(Referring expression data)
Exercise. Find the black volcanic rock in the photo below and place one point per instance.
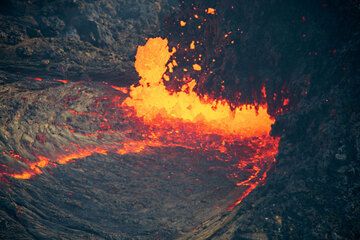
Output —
(76, 39)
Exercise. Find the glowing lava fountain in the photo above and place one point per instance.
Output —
(151, 116)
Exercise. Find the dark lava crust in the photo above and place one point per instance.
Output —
(311, 193)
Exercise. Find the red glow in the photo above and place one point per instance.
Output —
(64, 81)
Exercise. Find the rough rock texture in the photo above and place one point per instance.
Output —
(312, 46)
(157, 193)
(313, 190)
(75, 39)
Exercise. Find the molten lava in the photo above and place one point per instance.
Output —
(152, 100)
(156, 117)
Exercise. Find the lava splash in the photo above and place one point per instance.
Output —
(146, 117)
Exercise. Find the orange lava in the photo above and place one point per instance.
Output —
(163, 118)
(151, 99)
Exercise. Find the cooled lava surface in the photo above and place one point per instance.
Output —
(93, 160)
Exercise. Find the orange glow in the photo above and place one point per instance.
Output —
(121, 89)
(182, 23)
(64, 81)
(211, 11)
(81, 153)
(152, 100)
(158, 118)
(197, 67)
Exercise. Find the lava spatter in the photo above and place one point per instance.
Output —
(148, 116)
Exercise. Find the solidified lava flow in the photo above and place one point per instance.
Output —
(149, 116)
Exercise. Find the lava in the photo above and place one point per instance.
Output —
(158, 117)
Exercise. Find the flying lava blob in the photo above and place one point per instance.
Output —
(151, 100)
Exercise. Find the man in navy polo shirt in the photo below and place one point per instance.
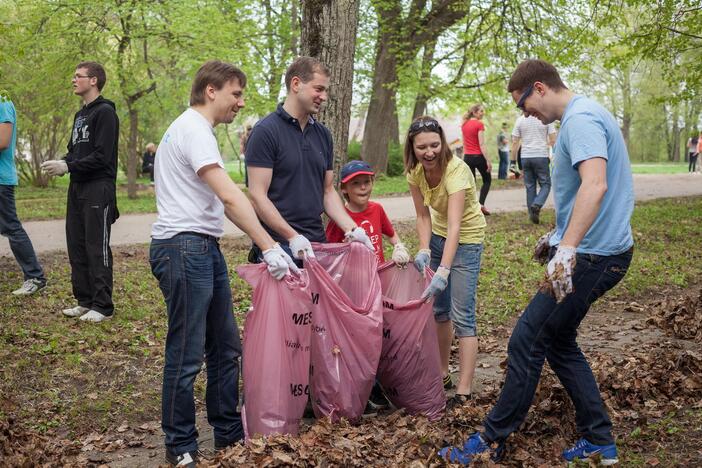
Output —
(289, 156)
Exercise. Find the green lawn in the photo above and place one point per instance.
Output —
(50, 203)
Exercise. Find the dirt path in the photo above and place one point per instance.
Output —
(616, 328)
(135, 229)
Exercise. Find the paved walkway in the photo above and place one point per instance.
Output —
(135, 229)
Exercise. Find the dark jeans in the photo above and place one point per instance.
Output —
(20, 244)
(504, 164)
(547, 330)
(90, 211)
(193, 278)
(536, 170)
(478, 161)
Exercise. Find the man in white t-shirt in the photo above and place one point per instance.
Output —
(193, 194)
(535, 139)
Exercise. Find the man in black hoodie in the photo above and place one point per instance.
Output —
(91, 208)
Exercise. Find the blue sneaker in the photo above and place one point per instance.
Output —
(473, 446)
(582, 450)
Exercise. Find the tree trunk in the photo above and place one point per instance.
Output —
(329, 34)
(381, 126)
(132, 154)
(420, 102)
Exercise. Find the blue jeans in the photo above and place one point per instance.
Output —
(536, 170)
(20, 244)
(547, 330)
(193, 278)
(504, 164)
(457, 302)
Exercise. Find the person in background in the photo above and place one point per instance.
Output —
(147, 163)
(503, 152)
(693, 152)
(588, 254)
(243, 141)
(451, 229)
(91, 208)
(534, 140)
(475, 151)
(10, 225)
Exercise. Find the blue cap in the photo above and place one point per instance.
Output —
(353, 168)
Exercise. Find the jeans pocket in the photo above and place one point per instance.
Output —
(161, 269)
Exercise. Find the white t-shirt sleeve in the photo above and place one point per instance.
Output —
(516, 132)
(200, 149)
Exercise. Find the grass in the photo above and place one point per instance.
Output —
(76, 377)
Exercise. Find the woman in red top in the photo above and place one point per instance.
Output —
(474, 150)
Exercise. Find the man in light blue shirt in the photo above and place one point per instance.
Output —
(588, 253)
(10, 225)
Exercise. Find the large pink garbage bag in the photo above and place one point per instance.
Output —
(410, 369)
(276, 352)
(346, 328)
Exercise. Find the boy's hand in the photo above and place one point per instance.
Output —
(358, 234)
(301, 247)
(400, 255)
(421, 260)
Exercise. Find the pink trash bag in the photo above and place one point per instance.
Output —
(346, 328)
(276, 354)
(410, 368)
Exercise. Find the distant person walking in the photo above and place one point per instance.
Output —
(693, 152)
(92, 199)
(534, 140)
(10, 225)
(474, 150)
(147, 164)
(503, 152)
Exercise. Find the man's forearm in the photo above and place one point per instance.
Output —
(334, 208)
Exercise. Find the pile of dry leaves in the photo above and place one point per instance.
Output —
(20, 447)
(679, 316)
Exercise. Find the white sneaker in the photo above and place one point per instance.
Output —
(76, 311)
(94, 316)
(29, 287)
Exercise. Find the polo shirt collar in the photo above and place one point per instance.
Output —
(283, 114)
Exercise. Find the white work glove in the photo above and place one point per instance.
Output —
(421, 260)
(55, 167)
(437, 285)
(278, 262)
(559, 272)
(542, 247)
(400, 255)
(358, 234)
(300, 247)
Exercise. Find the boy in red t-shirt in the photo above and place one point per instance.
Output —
(356, 187)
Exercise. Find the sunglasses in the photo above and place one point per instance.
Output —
(522, 99)
(430, 124)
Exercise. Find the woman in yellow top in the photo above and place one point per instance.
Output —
(451, 228)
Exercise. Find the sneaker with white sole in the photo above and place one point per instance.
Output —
(94, 316)
(584, 450)
(76, 311)
(187, 459)
(29, 287)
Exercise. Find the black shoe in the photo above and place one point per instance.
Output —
(448, 383)
(187, 459)
(376, 401)
(458, 400)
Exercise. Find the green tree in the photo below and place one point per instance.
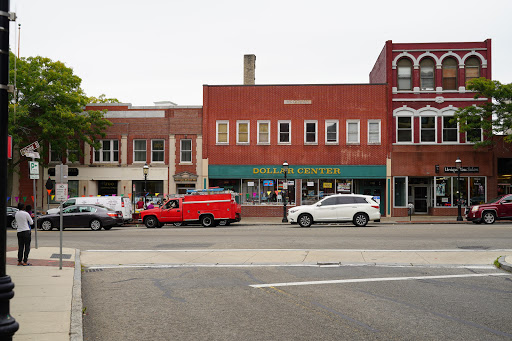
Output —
(493, 117)
(49, 108)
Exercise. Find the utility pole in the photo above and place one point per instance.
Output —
(8, 325)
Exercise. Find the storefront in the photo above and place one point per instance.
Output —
(263, 185)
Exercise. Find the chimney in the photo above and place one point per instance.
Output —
(249, 69)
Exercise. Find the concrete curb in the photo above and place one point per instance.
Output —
(76, 328)
(504, 265)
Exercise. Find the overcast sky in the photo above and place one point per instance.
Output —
(142, 52)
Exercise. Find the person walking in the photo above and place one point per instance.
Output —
(24, 221)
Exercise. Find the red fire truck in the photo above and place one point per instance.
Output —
(200, 207)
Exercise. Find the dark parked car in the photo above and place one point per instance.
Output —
(11, 211)
(496, 209)
(92, 216)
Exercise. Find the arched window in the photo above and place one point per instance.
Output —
(427, 74)
(404, 74)
(472, 68)
(449, 74)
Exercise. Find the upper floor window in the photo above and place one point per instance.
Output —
(310, 132)
(263, 132)
(157, 150)
(428, 129)
(186, 150)
(222, 132)
(139, 151)
(427, 74)
(331, 131)
(353, 131)
(472, 69)
(373, 131)
(404, 67)
(284, 132)
(449, 74)
(450, 133)
(404, 129)
(109, 151)
(242, 132)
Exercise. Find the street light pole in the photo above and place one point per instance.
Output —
(285, 186)
(458, 163)
(145, 169)
(8, 325)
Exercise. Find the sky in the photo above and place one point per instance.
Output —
(142, 52)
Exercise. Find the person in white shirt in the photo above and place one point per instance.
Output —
(24, 220)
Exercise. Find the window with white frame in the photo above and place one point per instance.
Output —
(373, 131)
(109, 151)
(310, 132)
(157, 150)
(139, 151)
(222, 132)
(404, 129)
(428, 129)
(450, 131)
(185, 151)
(242, 132)
(331, 131)
(284, 131)
(353, 132)
(263, 132)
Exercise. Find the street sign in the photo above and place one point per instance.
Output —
(33, 166)
(61, 192)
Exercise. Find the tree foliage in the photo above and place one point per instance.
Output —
(493, 117)
(49, 108)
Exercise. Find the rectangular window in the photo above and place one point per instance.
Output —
(404, 129)
(109, 151)
(310, 132)
(139, 151)
(400, 192)
(373, 131)
(222, 132)
(157, 150)
(186, 150)
(353, 132)
(428, 129)
(242, 132)
(450, 133)
(284, 132)
(331, 131)
(263, 132)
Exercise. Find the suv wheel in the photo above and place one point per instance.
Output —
(305, 220)
(488, 217)
(360, 219)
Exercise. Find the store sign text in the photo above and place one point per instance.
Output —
(306, 170)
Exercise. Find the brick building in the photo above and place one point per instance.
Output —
(427, 85)
(332, 136)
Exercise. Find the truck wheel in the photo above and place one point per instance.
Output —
(151, 222)
(488, 217)
(305, 220)
(207, 221)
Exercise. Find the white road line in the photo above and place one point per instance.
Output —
(323, 250)
(364, 280)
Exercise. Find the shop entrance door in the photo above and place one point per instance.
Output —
(420, 195)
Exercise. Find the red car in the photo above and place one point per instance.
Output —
(496, 209)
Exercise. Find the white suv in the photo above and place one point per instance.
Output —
(359, 209)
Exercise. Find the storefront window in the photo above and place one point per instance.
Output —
(400, 192)
(309, 191)
(250, 191)
(477, 190)
(443, 191)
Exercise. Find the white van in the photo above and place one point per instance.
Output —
(116, 203)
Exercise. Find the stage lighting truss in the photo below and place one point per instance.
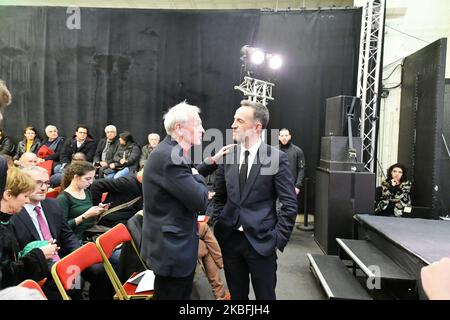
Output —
(256, 90)
(256, 63)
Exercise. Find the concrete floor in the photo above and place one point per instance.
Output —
(295, 281)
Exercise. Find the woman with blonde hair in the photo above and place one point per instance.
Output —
(30, 143)
(14, 268)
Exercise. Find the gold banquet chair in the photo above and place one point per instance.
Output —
(106, 244)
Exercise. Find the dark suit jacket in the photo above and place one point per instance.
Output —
(269, 178)
(172, 198)
(26, 232)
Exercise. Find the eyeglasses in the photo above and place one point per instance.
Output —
(41, 183)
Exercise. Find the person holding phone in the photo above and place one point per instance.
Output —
(394, 195)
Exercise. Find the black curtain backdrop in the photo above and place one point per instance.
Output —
(126, 67)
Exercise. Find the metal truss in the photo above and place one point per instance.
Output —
(369, 66)
(256, 90)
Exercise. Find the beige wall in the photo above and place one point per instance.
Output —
(410, 26)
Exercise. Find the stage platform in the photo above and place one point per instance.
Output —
(411, 243)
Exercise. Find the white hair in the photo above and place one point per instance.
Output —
(111, 127)
(178, 114)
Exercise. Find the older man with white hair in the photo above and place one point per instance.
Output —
(28, 159)
(106, 148)
(173, 194)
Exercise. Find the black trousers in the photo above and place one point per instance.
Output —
(171, 288)
(241, 261)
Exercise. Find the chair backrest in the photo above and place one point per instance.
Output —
(66, 271)
(106, 244)
(109, 240)
(31, 284)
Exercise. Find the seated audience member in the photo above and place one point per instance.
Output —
(120, 190)
(9, 160)
(106, 149)
(30, 143)
(15, 267)
(436, 280)
(51, 147)
(395, 192)
(153, 140)
(126, 158)
(81, 142)
(7, 145)
(42, 219)
(76, 200)
(55, 179)
(28, 159)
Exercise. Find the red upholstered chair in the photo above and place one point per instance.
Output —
(66, 272)
(31, 284)
(106, 244)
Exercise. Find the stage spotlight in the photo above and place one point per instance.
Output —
(255, 55)
(275, 61)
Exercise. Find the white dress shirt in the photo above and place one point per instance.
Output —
(253, 151)
(33, 216)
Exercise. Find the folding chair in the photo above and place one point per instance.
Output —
(66, 272)
(31, 284)
(106, 244)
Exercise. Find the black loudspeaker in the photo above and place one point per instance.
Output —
(339, 196)
(337, 110)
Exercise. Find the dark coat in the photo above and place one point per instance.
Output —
(21, 148)
(172, 198)
(269, 178)
(120, 190)
(26, 232)
(7, 146)
(70, 148)
(12, 269)
(296, 162)
(130, 152)
(55, 145)
(109, 154)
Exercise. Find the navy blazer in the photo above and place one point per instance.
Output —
(172, 198)
(270, 178)
(26, 232)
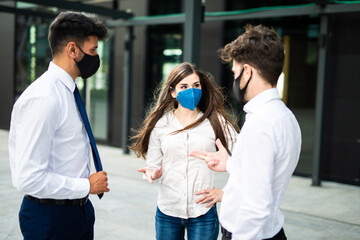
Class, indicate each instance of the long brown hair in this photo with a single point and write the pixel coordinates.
(211, 104)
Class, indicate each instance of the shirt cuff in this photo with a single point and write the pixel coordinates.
(81, 188)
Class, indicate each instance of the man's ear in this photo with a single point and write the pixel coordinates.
(247, 71)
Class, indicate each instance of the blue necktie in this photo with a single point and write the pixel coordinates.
(96, 156)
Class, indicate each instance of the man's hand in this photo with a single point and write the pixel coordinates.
(151, 173)
(98, 183)
(215, 161)
(211, 196)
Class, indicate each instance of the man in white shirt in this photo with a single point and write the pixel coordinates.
(268, 146)
(48, 145)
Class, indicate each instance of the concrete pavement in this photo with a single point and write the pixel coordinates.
(330, 212)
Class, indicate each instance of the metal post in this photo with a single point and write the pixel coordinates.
(126, 116)
(194, 14)
(319, 105)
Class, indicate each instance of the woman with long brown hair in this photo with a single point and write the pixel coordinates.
(189, 114)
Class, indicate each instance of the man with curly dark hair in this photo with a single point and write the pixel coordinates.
(48, 146)
(268, 146)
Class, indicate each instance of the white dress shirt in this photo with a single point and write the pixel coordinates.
(48, 146)
(182, 175)
(264, 157)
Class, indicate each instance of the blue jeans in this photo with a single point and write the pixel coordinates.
(204, 227)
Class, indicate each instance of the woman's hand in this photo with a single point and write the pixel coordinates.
(151, 173)
(211, 196)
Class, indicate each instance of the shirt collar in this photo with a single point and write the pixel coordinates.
(259, 100)
(63, 76)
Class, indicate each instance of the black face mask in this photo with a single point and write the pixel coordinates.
(88, 65)
(240, 93)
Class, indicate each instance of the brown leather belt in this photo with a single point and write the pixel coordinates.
(59, 202)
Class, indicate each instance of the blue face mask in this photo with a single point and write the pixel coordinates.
(189, 98)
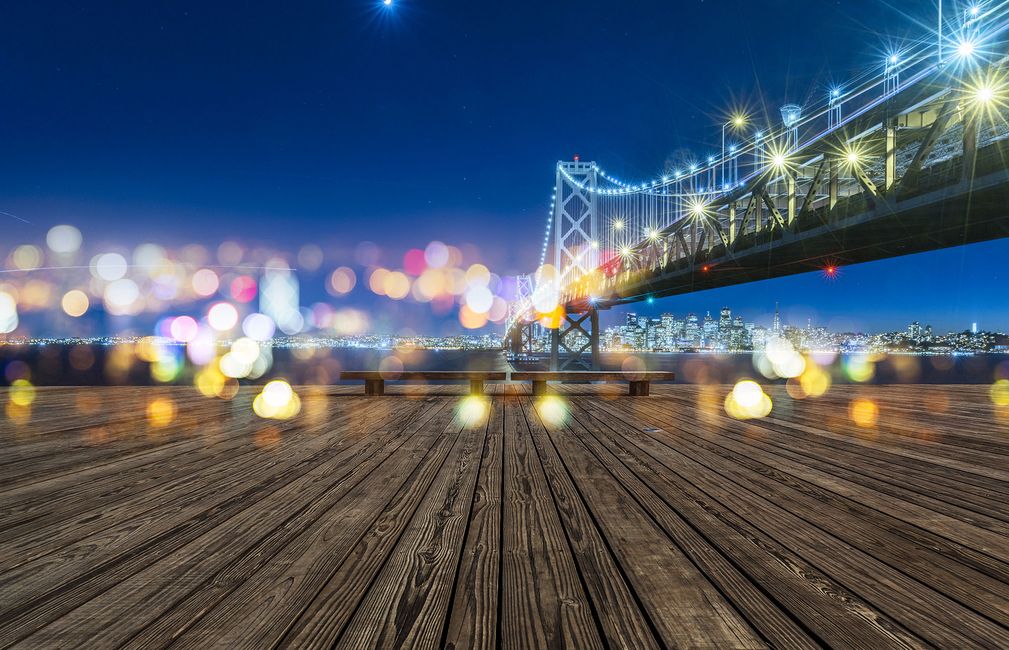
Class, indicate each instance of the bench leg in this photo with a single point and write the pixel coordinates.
(639, 389)
(373, 388)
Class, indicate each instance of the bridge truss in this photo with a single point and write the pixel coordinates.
(910, 159)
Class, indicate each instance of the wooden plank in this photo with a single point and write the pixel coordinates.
(408, 604)
(684, 608)
(314, 584)
(472, 621)
(544, 603)
(200, 570)
(58, 582)
(857, 525)
(70, 501)
(929, 614)
(766, 615)
(832, 613)
(50, 537)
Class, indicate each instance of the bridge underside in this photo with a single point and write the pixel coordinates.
(855, 231)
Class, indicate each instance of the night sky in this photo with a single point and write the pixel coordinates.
(343, 121)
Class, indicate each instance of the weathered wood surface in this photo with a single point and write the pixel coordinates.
(426, 519)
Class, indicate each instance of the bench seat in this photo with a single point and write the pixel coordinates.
(638, 381)
(374, 381)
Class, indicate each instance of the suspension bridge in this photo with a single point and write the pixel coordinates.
(911, 156)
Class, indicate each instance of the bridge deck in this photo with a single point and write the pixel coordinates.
(589, 520)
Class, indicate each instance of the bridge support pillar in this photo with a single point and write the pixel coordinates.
(732, 222)
(970, 147)
(790, 184)
(521, 338)
(832, 183)
(574, 345)
(890, 157)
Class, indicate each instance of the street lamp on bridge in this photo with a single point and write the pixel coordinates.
(738, 121)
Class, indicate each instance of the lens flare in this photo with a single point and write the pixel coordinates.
(747, 401)
(864, 413)
(553, 410)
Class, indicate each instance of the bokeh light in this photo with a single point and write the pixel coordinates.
(341, 282)
(277, 401)
(205, 282)
(75, 303)
(864, 412)
(472, 410)
(748, 401)
(553, 410)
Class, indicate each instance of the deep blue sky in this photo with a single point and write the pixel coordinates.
(339, 121)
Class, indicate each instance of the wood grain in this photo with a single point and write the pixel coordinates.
(584, 519)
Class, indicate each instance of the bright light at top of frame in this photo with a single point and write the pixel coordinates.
(966, 48)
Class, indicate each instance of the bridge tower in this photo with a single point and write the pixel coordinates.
(575, 342)
(522, 334)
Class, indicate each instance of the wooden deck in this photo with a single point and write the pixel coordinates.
(587, 520)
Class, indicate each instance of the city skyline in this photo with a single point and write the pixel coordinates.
(128, 168)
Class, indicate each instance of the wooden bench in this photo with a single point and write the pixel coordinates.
(374, 382)
(638, 381)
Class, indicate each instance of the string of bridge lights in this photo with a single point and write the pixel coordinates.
(965, 46)
(546, 235)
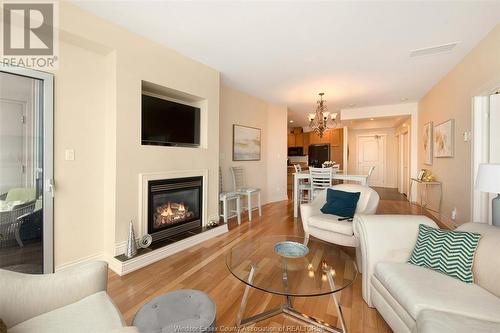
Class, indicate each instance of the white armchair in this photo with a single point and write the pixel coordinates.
(72, 300)
(327, 227)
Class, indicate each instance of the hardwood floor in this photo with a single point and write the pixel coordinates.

▶ Exercise objective
Would you output, from the records above, exactly the run of lines that starts at the line containing "Exercise. Find the pile" and ends at the line containing "Exercise. Find the white work", and only that run?

▶ Finished task
Exercise. Find the pile of dry leaves in the photo above and place one point per instance.
Output —
(20, 447)
(679, 316)
Exercise. Find the white sneaker in the photo above and place one point per instance.
Output —
(76, 311)
(94, 316)
(29, 287)
Exercise. Find the polo shirt collar in the photo above and place one point per instance.
Output —
(283, 114)
Exercise. Find the white work glove in the photo above and place one point per instance.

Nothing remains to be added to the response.